Data entries:
• • •

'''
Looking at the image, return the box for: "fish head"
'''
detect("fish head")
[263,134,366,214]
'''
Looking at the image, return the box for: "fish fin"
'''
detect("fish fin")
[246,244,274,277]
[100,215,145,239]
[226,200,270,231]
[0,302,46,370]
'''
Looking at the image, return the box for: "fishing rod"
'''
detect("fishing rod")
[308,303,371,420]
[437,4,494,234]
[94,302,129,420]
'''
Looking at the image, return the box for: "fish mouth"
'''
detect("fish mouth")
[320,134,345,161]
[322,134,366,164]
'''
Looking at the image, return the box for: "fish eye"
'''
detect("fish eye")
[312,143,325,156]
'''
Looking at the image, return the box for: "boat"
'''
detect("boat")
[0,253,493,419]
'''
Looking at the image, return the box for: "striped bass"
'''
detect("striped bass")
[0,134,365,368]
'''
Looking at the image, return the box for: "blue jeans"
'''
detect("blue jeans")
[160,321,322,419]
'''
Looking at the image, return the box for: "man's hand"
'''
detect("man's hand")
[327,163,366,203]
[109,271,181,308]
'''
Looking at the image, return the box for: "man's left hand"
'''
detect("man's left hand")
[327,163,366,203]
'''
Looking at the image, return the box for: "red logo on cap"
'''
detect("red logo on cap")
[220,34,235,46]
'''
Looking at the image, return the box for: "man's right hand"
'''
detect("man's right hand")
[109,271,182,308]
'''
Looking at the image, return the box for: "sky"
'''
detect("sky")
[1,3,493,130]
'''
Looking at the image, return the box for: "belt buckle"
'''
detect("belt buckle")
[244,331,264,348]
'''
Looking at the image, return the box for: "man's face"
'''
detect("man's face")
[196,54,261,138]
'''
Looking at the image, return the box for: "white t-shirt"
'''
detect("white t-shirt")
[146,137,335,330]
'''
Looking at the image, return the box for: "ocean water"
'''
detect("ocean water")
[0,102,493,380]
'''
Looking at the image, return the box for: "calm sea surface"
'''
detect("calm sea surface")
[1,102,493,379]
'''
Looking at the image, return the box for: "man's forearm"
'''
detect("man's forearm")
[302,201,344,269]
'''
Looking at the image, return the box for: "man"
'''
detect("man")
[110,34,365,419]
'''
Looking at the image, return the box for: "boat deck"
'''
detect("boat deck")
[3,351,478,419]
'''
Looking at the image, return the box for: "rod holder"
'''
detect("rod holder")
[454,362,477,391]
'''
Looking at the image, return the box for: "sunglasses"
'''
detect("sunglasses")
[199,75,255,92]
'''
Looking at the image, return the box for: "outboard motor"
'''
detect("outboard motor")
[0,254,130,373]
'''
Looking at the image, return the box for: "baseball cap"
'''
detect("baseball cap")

• • •

→ TASK DETAILS
Go through the entries above, and wherever a line holds the word "baseball", copy that line.

→ TASK RESPONSE
Looking at the image, return the box for: "baseball cap"
detect("baseball cap")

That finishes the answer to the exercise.